* DOCUMENT:
· · · ·

Don Luis Carlos Ruspoli y Sanchiz, Morenés y Núñez-Robres, dei Principi Ruspoli GE (born April 4, 1963) is a Spanish aristocrat, and lawyer. He is the son of Luis Ruspoli, 7th Marquis of Boadilla del Monte, and first wife Doña María del Carmen Sanchíz y Núñez-Robres, Arróspide y Rodríguez de Valcárcel (Madrid, February 28, 1940 –), 13th Marchioness of La Casta.

He is the 6th Duke of Alcudia, Grandee of Spain First Class, 6th Duke of Sueca, Grandee of Spain First Class, both with a Coat of Arms of de Godoy and 20th Count of Chinchón Grandee of Spain First Class with a Coat of Arms of de Borbón-Anjou, 8th Marquis of Boadilla del Monte with a Coat of Arms of Ruspoli and Godoy and 3rd Baron of Mascalbo with a Coat of Arms of de Godoy.  In Portugal Conde de Evoramonte. He is also Prince of the Holy Roman Empire, Maestrante de Granada and Caballero del Santo Caliz de Valencia.

· · · ·

Stored items from a collection:

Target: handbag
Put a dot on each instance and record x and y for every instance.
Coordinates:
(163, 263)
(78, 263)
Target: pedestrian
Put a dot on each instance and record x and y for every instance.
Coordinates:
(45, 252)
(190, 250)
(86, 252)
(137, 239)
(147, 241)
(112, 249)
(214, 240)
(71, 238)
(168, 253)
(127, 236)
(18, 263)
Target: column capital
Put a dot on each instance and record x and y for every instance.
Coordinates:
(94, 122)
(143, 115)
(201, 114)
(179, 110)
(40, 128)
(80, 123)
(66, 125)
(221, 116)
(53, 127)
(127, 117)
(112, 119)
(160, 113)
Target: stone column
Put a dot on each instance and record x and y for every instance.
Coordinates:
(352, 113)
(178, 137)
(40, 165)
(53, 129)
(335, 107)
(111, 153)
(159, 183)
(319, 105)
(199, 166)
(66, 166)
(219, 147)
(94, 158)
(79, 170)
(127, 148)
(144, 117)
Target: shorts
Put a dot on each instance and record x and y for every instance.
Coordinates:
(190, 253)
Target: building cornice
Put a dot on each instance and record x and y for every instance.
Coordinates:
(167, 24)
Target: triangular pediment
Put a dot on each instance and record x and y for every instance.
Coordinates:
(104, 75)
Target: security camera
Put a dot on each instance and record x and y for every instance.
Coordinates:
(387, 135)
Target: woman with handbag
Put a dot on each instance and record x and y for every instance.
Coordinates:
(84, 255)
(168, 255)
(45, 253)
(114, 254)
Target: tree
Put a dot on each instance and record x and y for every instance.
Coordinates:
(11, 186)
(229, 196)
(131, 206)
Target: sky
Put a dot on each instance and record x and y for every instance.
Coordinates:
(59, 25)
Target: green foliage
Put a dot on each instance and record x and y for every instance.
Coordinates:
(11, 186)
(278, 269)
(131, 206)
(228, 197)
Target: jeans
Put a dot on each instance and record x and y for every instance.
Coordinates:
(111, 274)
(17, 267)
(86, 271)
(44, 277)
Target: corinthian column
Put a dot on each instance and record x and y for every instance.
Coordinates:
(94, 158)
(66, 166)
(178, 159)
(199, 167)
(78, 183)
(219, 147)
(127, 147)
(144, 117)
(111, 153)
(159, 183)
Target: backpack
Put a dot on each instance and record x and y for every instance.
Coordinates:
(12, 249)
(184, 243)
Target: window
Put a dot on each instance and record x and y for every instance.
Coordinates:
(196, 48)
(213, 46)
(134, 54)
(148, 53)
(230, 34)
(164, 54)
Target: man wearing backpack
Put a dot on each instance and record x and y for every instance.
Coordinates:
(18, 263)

· · · ·

* EXERCISE TASKS:
1) What title does Luis Carlos Ruspoli hold in Portugal, according to the biography?
2) Say whether each statement agrees with the biography, quoting the words that decide it: (a) Luis Carlos Ruspoli is the 6th Duke of Sueca. (b) His mother was the 13th Marchioness of La Casta. (c) He is the 7th Marquis of Boadilla del Monte.

* PROBLEM SOLUTIONS:
1) Conde de Evoramonte.

2)
(a) Yes: "6th Duke of Sueca, Grandee of Spain First Class"
(b) Yes: "13th Marchioness of La Casta"
(c) No: "8th Marquis of Boadilla del Monte"